PROBLEM DESCRIPTION →
An exact copy of every record is the expected answer.

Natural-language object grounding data
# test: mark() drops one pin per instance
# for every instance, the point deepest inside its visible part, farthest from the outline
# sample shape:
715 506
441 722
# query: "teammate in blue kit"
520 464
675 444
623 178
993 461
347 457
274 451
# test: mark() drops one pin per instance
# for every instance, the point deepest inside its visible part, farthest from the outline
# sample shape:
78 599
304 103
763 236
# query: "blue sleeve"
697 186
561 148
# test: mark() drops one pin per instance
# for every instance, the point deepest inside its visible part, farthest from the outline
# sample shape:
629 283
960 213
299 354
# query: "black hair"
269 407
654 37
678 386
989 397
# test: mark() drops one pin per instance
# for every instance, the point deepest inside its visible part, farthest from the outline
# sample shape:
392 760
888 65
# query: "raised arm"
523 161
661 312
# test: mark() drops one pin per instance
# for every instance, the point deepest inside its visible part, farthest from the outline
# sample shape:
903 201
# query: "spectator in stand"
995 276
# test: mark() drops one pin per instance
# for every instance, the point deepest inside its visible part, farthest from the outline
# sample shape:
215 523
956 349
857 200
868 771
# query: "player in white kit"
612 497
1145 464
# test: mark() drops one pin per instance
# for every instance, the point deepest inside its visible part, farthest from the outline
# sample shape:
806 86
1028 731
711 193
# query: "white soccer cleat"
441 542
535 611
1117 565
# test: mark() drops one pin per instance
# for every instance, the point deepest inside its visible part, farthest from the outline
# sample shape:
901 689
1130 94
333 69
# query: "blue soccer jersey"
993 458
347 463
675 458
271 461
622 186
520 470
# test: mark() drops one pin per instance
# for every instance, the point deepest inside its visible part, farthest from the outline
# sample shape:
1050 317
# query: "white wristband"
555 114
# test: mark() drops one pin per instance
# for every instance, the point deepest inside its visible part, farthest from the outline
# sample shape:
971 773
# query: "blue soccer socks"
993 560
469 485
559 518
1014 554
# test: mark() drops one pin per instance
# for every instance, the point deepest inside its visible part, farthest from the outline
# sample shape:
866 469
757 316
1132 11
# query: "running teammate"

ANSWER →
# test: mark() drops one pin per instance
# for every instance, the point deepest inside its visible part, farthest from the outline
# sample shape:
715 506
441 722
# query: "teammate in blue kit"
520 464
675 444
623 178
993 461
347 457
274 451
# test: mark() drops one pin per instance
# for every instance, the point deepest inside its visible part, farthest from the outline
# sample shape:
78 599
304 103
763 236
# query: "blue sleeve"
697 186
561 148
# test: mark() drops one pin per instance
# for every instance, the point deepest inside its visible part, farthest from the outline
# sample shape:
629 283
960 213
299 354
# query: "black hair"
269 407
654 37
678 386
989 397
# test: mark() drops one pin per instance
# for every instance, the point deepest inside its visible part, farthest from the outline
# sample shape:
392 760
888 65
# query: "raised arm"
523 161
661 312
# test: mark() drops one pin per instance
# for every instance, the point deepest inside its visible part, farthest from the outline
# sample shape:
903 201
# query: "spectator in stand"
995 276
# test: mark() drops one pin per instance
# for every instance, the point deepest inside its visible part, farthest from the outline
# sample shape:
215 523
956 349
857 200
868 771
# query: "player in white kit"
612 497
1145 464
# test: mark() drops one pin per instance
# for every instance, the point deepest inside its visible part, farthest from the outline
# sample shape:
806 86
1028 731
711 193
# query: "white soccer cleat"
441 542
535 611
1117 565
# test: mark() drops one pin per instance
# for every instance, the point deepest inside its visible part, farthest from the outline
# sample shape:
901 689
1130 94
333 69
# query: "blue soccer jersey"
993 458
347 463
675 458
271 461
622 186
520 470
# test: mark() drops one pin per instance
# for every instance, the point deepest inside its visible part, farthest from the outline
# sample shape:
1050 317
# query: "white wristband"
555 114
# test: mark() drops one pin per instance
# for every instance, the point deepest inside its visible part, farthest from the outline
# sample shape:
971 773
# query: "blue soccer socks"
993 560
469 485
559 518
1014 554
# test: mark() drops one pin per instance
# for every instance, the point deepest inside its visible part, farthest from the outline
# sample shape:
866 469
757 316
1132 11
# query: "running teammate"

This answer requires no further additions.